#### TASK DESCRIPTION:
Search the lines of the records for the word "pencil", and copy every line that has it.

#### Collected data:
#####
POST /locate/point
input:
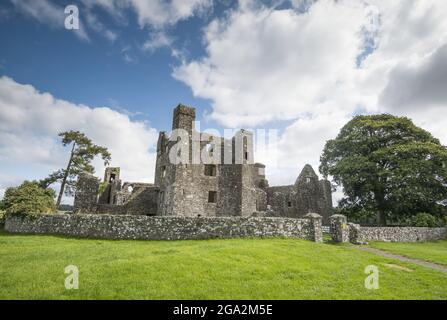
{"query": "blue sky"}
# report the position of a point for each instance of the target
(97, 73)
(302, 67)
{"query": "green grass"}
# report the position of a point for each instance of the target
(429, 251)
(32, 267)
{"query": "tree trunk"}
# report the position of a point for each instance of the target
(381, 212)
(64, 180)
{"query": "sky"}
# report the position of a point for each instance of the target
(301, 67)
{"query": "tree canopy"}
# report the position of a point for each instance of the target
(83, 151)
(28, 199)
(387, 166)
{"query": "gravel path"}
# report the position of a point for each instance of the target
(404, 259)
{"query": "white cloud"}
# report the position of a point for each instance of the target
(157, 14)
(264, 64)
(319, 63)
(160, 13)
(99, 27)
(30, 121)
(158, 40)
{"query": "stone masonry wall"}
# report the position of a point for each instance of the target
(166, 228)
(402, 234)
(341, 231)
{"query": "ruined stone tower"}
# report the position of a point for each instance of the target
(206, 182)
(199, 174)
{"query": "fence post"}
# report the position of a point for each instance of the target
(316, 226)
(339, 228)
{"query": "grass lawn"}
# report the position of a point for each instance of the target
(435, 251)
(32, 267)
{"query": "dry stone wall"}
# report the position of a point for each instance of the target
(167, 228)
(341, 231)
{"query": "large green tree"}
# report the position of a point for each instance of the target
(83, 151)
(387, 166)
(28, 199)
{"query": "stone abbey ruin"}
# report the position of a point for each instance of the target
(208, 187)
(228, 184)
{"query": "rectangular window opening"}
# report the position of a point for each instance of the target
(210, 170)
(212, 197)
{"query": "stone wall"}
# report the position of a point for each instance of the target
(341, 231)
(167, 228)
(396, 234)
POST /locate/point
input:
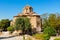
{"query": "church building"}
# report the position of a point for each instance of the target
(35, 19)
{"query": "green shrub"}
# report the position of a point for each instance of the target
(10, 28)
(50, 30)
(42, 36)
(57, 39)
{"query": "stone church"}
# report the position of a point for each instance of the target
(35, 19)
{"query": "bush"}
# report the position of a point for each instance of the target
(10, 28)
(42, 36)
(50, 30)
(57, 39)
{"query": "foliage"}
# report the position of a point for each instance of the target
(10, 28)
(23, 24)
(41, 36)
(52, 20)
(50, 30)
(4, 23)
(57, 39)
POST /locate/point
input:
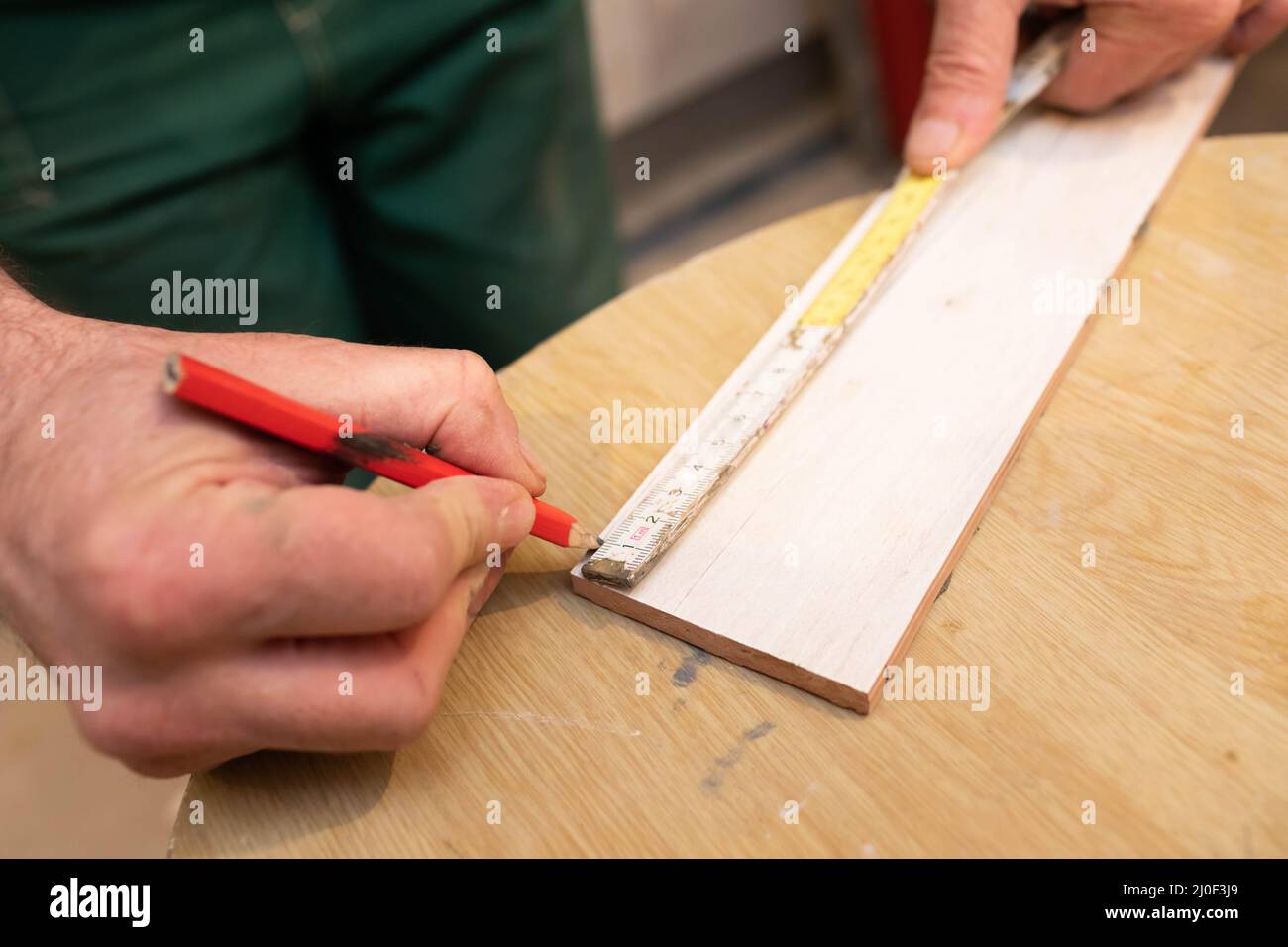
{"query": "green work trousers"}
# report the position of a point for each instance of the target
(407, 171)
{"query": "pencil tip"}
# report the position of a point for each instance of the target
(580, 538)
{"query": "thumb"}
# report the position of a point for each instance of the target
(966, 75)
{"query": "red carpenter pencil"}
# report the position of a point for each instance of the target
(222, 393)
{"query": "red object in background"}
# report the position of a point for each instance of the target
(224, 393)
(901, 33)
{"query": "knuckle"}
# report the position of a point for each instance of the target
(120, 729)
(123, 590)
(477, 375)
(1205, 18)
(412, 703)
(960, 68)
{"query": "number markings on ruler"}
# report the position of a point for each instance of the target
(724, 436)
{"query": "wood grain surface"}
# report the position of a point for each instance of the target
(1109, 684)
(820, 557)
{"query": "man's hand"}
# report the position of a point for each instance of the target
(226, 582)
(1137, 43)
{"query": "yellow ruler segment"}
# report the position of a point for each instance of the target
(880, 243)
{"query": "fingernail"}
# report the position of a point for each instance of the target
(514, 523)
(482, 585)
(532, 460)
(931, 138)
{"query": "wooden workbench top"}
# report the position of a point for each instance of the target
(1115, 684)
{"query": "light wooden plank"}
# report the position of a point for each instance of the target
(542, 710)
(819, 558)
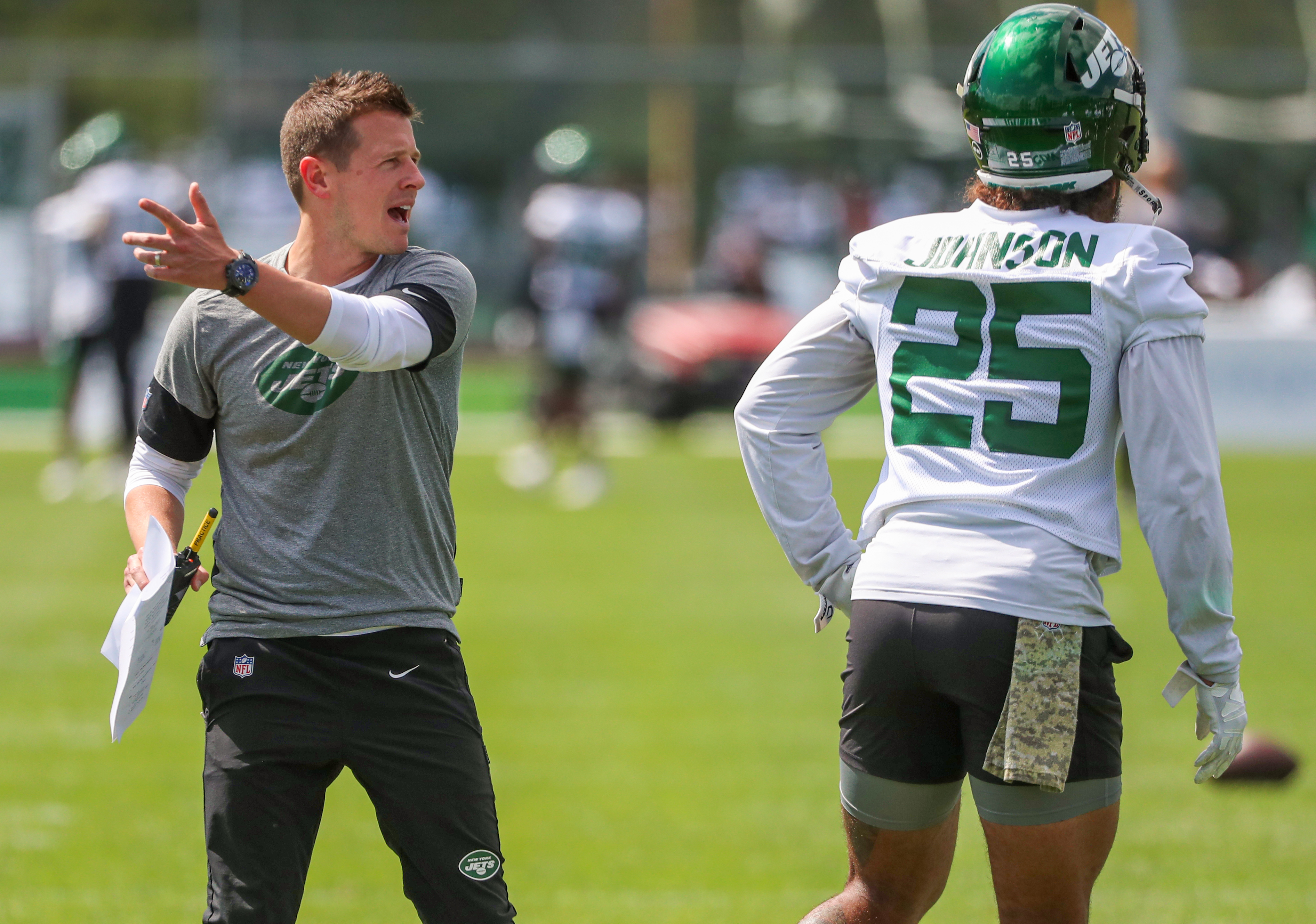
#####
#### TASK RESPONSE:
{"query": "pencil tip"}
{"query": "red carpenter pencil"}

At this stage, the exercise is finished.